Saved entries
-=-=-=-=-

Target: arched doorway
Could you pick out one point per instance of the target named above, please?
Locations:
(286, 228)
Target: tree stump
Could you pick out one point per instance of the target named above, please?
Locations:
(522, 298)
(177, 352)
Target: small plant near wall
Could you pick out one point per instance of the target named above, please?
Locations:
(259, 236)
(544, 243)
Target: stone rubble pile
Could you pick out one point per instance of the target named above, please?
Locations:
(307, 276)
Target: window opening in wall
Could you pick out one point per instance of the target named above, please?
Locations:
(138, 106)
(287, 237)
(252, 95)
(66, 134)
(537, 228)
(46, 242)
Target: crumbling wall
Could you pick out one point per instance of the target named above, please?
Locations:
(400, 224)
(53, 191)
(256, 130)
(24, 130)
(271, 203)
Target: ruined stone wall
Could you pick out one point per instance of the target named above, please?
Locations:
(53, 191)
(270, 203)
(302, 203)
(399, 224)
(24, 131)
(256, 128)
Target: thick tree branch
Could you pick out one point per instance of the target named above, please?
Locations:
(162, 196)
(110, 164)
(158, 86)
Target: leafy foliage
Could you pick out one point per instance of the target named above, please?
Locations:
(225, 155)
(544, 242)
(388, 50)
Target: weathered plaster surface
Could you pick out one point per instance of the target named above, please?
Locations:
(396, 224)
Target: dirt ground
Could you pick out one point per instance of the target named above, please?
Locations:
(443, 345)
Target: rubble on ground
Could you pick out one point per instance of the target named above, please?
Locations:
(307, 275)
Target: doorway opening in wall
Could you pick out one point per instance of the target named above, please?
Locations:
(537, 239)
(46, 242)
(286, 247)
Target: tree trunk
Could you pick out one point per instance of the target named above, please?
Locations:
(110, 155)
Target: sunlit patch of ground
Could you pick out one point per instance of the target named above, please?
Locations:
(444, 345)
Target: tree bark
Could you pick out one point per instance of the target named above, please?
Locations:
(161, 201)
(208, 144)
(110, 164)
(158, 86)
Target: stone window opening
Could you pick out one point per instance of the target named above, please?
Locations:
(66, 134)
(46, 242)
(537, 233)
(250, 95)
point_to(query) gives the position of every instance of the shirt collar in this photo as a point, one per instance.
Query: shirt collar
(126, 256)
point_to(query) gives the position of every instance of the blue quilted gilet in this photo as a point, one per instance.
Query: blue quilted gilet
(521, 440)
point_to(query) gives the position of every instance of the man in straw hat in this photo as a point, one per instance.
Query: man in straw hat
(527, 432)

-=-=-=-=-

Write out all of the records once more, exactly.

**Complete response:**
Target: arched doorway
Could you pick out one point per instance of the target named above, please?
Locations:
(286, 228)
Target: tree stump
Could you pick out one point per instance of the target named above, please?
Locations:
(522, 298)
(177, 352)
Target: small plant near wall
Could you pick out one point per instance of the target named above, please?
Locations:
(259, 236)
(544, 243)
Target: stone rubble pile
Could you pick out one point per instance of the target named above, please?
Locations:
(307, 276)
Target: window opening in wall
Could you pick out one point per instance of the target named above, please?
Locations:
(138, 106)
(287, 237)
(252, 95)
(66, 134)
(537, 228)
(46, 242)
Target: crumbling wall
Could you pick out one point per instance of the target named above, please?
Locations:
(400, 224)
(53, 191)
(256, 130)
(24, 130)
(271, 203)
Target: ruined stone wall
Could you pick out one point per instance of the target named above, please?
Locations:
(53, 191)
(270, 203)
(302, 203)
(399, 224)
(24, 131)
(256, 128)
Target: thick tree branch
Could you pick out one point per instance of the target named above, please?
Locations:
(162, 196)
(110, 164)
(158, 86)
Target: leafy foliage
Could you pick out one point per instance of the target named above, please?
Locations:
(225, 155)
(544, 242)
(388, 50)
Target: weathered plaster surface
Could you pick out one point per instance of the target named above, please?
Locations:
(396, 224)
Target: dirt ground
Could you pick out one point per instance of the target named above, please?
Locations:
(443, 345)
Target: rubble on ground
Could you pick out one point per instance of the target named above, please?
Locations:
(307, 275)
Target: doorway opening in wall
Could you pick out one point per instance of the target named above, please?
Locations:
(537, 239)
(46, 242)
(286, 247)
Target: tree trunk
Could you pick out one point per instance of the target named above, please?
Locations:
(110, 155)
Target: sunlit patch of ground
Could you pick out one point per instance of the target named above, please?
Locations:
(444, 345)
Target: tree bark
Could you pick out one point per instance of the target named above, please?
Locations:
(161, 201)
(208, 144)
(110, 164)
(158, 86)
Target: stone window opening
Could you pick out one point per instance of the target named above, please?
Locations:
(66, 134)
(46, 242)
(537, 233)
(250, 95)
point_to(query) gives the position of every instance of the shirt collar in this photo as a point, one per instance.
Query: shirt collar
(126, 256)
point_to(query) gives the position of every instance of the blue quilted gilet in this photo as a point, one per instance.
Query: blue quilted gilet
(521, 440)
point_to(query) gives the position of every instance of the man in straw hat in this photo as a point, one per instance.
Query: man in straw hat
(527, 432)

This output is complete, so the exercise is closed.